— Begin Text —
Heidi, I just found your site via The Ladybug Letter, Mariquita Farm, Watsonville, Caliornia, and all I can say is: WOW!

Susan Hebert

I saw this headline and had to click. Puglia was once a hidden treasure that is fast becoming a discovered treasure. We were in Puglia a year ago and stayed in Lecce. Our senses were overwhelmed by the richness of the experience. The sights, sounds, smells and flavors were all overwhelming to our desensitized, fast-food eating palates. Our favorite was something called a 'rustica' or a pizza rustica from a pastry shop in Lecce the name of which we were too nearsighted to remember or write down. It consists in phillo dough filled with bechamel and a thin slice of tomato baked to crisp, creamy perfection and served coldlate with a pellegrino or an espresso. Thanks for briging back the memory. Amanda & Gabe Dixon


These are some nice photos


Heidi, Had never heard of your blog, but saw a random link "photos of puglia". seeing as i just got back, i clicked, and thoroughly enjoyed your seems very true to the puglia i experienced, and i can still taste some of those dishes.......mmmmmmmmm....cime alle rape. Now, off to explore the rest of your blog... Mitch


Great photos and interesting article. I am visiting Puglia next year and am interested in visiting some organic olive oil producers. Could you recommend some? Thanks!


Hi, I speak Italian (my third language) and Puglia, to my knowledge at least, should be pronounced...Poo... lee....yah.. Ok fine, you did it perfectly! (it's hard to create the pronunciation using English phonetics) Strangely enough, reading another comment, I stumbled upon the fact that you are going to New Zealand? I live in NZ (not right now, I'm living in Italy) and if you drop by Blenheim, Marlborough (I'm assuming you would, it being the largest New Zealand producer and exporter of wines) I'd be glad to invite you on a hunting trip with my family and I? Only for one day or so, resulting in the succulent venison or pork from the neighbouring valleys of my town. Or perhaps, failing to find any deer or wild pigs, you could try a possum pie! Tastes like lamb a bit. Anyway, if you're in the area, don't hesitate to pop us an e-mail! Yours, Morgan Morris

morgan morris

Good site. Thanks. Thanks for letting us travel vicariously. What a wonderful trip that must have been! Great human interest images


Hey Mara, Was it this one? When you added the yeast did it activate? I mean, could you tell? There is a chance you yeast was just off....or your temperature of the coconut millk/honey mixture was off. Not your fault though. His recipe doesn't call for a formal proof of the yeast. More technical books will tell you exactly what temperature your liquid should be to get the yeast to activate without killing it (as well as what to look for)....around 110 - 115 degrees. My bad for not adding that in as a footnote. I got a rise out of that peanut bread (see icture) - it was a dense load of bread, but there was def. some lift. Let me know if you try it again with better results. -h


Lovely photos - I'm jealous. I tried one of your recent recipes, the peanut bread, not long ago. I failed pretty miserably. It came out totally flat. No rising, just dense and chewy. The flavor was nice, but it was difficult to eat with the consistency I got. Any tips on getting it to rise?
— End Text —
— Begin Listed records —
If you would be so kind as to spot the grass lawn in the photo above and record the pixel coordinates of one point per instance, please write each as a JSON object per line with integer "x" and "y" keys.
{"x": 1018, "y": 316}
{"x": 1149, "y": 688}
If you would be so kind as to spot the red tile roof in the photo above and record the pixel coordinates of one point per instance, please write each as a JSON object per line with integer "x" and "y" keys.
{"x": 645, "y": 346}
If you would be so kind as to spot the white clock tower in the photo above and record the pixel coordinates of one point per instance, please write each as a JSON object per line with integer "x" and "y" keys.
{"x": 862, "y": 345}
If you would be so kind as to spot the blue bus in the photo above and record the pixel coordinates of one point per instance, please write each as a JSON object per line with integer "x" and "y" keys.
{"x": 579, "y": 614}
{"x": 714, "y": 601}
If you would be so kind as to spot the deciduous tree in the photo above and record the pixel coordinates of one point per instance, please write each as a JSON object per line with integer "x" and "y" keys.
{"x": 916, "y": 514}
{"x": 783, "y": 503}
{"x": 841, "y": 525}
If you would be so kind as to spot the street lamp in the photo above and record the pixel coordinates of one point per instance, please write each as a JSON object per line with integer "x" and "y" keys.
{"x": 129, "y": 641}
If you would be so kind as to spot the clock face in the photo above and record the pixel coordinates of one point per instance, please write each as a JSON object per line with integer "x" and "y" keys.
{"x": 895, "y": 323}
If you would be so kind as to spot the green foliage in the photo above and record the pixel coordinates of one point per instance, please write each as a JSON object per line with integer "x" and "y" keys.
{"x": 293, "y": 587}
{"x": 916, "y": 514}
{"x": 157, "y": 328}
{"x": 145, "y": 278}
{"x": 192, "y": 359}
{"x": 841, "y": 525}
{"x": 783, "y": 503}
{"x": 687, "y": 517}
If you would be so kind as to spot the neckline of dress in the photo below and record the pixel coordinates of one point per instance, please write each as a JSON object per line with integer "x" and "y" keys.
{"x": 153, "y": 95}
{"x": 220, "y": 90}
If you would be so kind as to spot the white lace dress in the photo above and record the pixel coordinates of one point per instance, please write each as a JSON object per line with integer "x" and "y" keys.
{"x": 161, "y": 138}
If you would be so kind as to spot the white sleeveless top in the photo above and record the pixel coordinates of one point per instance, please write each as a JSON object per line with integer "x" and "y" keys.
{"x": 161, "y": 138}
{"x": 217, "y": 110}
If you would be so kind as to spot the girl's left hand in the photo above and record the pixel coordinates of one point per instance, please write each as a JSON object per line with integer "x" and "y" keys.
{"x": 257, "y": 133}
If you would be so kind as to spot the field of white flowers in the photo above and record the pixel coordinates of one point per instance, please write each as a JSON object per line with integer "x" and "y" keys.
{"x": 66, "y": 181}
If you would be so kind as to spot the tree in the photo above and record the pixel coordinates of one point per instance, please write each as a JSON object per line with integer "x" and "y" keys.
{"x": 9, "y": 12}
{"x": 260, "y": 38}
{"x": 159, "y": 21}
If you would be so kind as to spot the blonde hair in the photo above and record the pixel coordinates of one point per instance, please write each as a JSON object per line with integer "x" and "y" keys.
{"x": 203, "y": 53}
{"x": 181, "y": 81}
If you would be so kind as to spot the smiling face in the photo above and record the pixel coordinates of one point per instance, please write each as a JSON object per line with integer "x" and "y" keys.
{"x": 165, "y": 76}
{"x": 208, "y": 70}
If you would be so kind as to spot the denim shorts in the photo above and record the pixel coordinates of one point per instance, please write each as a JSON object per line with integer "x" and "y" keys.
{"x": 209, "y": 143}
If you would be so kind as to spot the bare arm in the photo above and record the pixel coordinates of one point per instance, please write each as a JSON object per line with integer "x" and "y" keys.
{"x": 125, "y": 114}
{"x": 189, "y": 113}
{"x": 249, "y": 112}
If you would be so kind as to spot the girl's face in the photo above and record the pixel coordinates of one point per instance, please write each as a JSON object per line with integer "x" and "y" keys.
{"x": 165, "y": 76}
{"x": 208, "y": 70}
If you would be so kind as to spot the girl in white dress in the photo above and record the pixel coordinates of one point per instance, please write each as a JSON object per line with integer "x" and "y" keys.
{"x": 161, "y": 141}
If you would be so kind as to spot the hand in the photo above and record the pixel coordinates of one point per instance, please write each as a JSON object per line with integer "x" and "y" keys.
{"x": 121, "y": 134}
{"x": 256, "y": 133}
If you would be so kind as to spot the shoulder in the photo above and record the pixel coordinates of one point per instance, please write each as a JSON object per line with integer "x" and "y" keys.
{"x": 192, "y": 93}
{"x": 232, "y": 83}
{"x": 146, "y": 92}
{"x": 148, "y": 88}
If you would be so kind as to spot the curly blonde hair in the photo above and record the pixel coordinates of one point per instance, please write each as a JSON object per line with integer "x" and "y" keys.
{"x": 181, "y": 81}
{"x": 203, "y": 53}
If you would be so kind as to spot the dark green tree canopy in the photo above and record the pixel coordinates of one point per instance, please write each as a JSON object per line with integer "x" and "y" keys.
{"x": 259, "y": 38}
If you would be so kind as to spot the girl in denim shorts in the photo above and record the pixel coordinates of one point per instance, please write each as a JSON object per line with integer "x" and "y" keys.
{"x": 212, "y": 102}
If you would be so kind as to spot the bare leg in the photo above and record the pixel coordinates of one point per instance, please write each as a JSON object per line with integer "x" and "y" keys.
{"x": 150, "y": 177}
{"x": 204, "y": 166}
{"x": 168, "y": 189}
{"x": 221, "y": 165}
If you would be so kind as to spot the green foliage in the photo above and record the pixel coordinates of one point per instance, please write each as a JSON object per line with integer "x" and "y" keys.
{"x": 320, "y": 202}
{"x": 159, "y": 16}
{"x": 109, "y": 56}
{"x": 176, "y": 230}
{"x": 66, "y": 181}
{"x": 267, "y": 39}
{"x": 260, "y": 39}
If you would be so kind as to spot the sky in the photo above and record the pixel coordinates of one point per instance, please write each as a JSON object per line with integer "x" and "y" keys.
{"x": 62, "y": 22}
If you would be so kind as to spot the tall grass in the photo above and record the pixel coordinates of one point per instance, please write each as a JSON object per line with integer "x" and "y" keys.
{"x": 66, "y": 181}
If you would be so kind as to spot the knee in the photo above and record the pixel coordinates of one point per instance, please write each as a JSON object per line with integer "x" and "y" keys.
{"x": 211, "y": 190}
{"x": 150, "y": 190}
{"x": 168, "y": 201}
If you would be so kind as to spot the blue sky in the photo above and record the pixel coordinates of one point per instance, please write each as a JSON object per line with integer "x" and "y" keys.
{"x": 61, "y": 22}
— End Listed records —
Directives –
(A) In the Puglia comments, which city did Amanda and Gabe Dixon stay in during their visit to Puglia?
(B) List the fillings and wrapping that the Puglia comments give for the rustica.
(C) Output everything in the Puglia comments from "Great photos and" down to "recommend some? Thanks!".

Exercise results –
(A) Lecce

(B) phillo dough, bechamel, a thin slice of tomato

(C)
Great photos and interesting article. I am visiting Puglia next year and am interested in visiting some organic olive oil producers. Could you recommend some? Thanks!